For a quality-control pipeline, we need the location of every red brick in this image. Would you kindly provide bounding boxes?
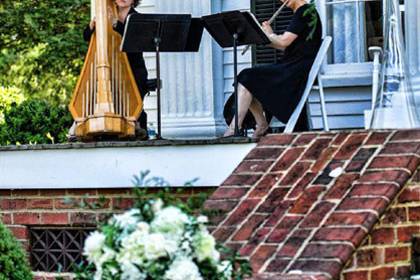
[265,200,292,227]
[385,247,409,263]
[370,267,395,280]
[42,213,69,225]
[280,162,312,186]
[224,199,261,226]
[356,248,384,268]
[371,228,395,245]
[290,260,342,279]
[331,132,350,146]
[302,138,331,160]
[381,208,407,226]
[0,199,26,211]
[314,227,366,246]
[70,212,96,225]
[257,188,289,213]
[343,270,368,280]
[408,207,420,222]
[0,213,12,225]
[270,148,305,172]
[251,245,277,273]
[212,227,237,242]
[359,170,410,186]
[222,175,261,186]
[289,186,325,214]
[27,199,53,209]
[350,183,399,200]
[311,147,337,173]
[293,133,318,146]
[334,134,367,160]
[300,202,335,228]
[397,226,420,242]
[266,258,290,274]
[301,243,353,263]
[398,186,420,203]
[325,212,377,228]
[112,197,134,209]
[13,213,41,225]
[287,173,317,199]
[337,197,388,214]
[234,160,274,174]
[366,132,391,145]
[7,226,29,239]
[258,134,296,146]
[391,130,420,142]
[324,174,359,199]
[245,147,284,160]
[369,156,419,172]
[380,143,420,155]
[232,214,267,241]
[277,230,311,258]
[211,187,249,200]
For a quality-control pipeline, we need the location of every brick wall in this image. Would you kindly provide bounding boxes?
[0,188,213,280]
[341,171,420,280]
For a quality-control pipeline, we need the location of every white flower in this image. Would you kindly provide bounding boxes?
[217,261,233,279]
[193,231,220,262]
[152,198,163,214]
[151,206,188,241]
[143,233,170,261]
[165,257,203,280]
[83,231,106,264]
[121,264,147,280]
[114,209,140,229]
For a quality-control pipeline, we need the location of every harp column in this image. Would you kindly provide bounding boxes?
[405,0,420,94]
[155,0,225,138]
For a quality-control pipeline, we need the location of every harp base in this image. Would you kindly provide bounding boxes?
[76,114,136,139]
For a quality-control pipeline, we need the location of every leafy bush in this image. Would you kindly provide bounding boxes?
[0,223,32,280]
[0,0,90,104]
[0,99,73,145]
[0,86,25,123]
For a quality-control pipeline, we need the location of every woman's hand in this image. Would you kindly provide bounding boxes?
[262,21,274,36]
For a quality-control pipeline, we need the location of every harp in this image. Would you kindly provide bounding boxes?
[69,0,143,139]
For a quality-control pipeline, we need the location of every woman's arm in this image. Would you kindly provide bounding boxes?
[263,21,298,50]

TASK DESCRIPTION: Copy out every line of the listing above word for word, and leave the picture out.

SOLUTION FOR THIS PROBLEM:
For a quality-control pipeline, we need the location of every red brick in this image. Would you kindly provide bounding boxes?
[265,200,292,227]
[385,247,409,263]
[370,267,395,280]
[42,213,69,225]
[280,162,312,186]
[224,199,261,226]
[356,248,384,268]
[371,228,395,245]
[290,260,342,279]
[331,132,350,146]
[302,138,331,160]
[381,208,407,226]
[0,199,26,211]
[314,227,366,246]
[70,212,96,225]
[257,188,289,213]
[343,270,368,280]
[408,207,420,222]
[0,213,12,225]
[270,148,305,172]
[251,245,277,273]
[212,227,237,242]
[359,170,410,186]
[222,175,261,186]
[289,186,325,214]
[27,199,53,209]
[350,183,399,200]
[311,147,337,173]
[293,133,318,146]
[334,134,367,160]
[300,202,335,228]
[397,226,420,242]
[266,258,290,274]
[301,243,353,263]
[398,186,420,203]
[325,212,377,228]
[112,197,134,209]
[13,213,41,225]
[287,173,317,199]
[337,197,388,214]
[234,160,274,174]
[366,132,391,145]
[7,226,29,239]
[258,134,296,146]
[391,130,420,142]
[324,174,359,199]
[245,147,284,160]
[369,156,419,172]
[380,143,420,155]
[232,214,267,241]
[277,230,311,258]
[211,187,249,200]
For a quality-control pipeline, we need the location of every brick wall in this image. Would you kindly provide bounding boxes?
[0,188,213,280]
[341,171,420,280]
For a quality-control pipeline, we need the location of every white flower in this image. Would you kindly provide bounding boxes?
[217,261,233,279]
[193,231,220,262]
[152,198,163,214]
[151,206,188,241]
[143,233,170,261]
[165,257,203,280]
[83,231,106,264]
[121,264,147,280]
[114,209,140,229]
For a quality-control pipeline, we need the location of every harp column in this image. Would you kindly provide bounding boxes?
[405,0,420,94]
[155,0,225,138]
For a quality-control pipeline, we need the location of every harp base in this image. Would you kindly provide bounding boxes?
[76,114,136,139]
For a quality-control pipeline, we need the location of every leafy bush in this image. Would you kindly provide bounding boxes?
[0,223,32,280]
[0,0,90,104]
[0,99,73,145]
[0,86,25,123]
For a quality-control pipeline, we need the location of every woman's hand in this image. Would you kindly provide bounding boxes?
[262,21,274,36]
For a quality-control pipeline, we need the location of every harp in this image. Would you kindly provide bounding boxes?
[69,0,143,139]
For a quality-control pipeline, we need the location of every woman's arm in this image. Would you kindly provide bounding boxes?
[263,21,298,50]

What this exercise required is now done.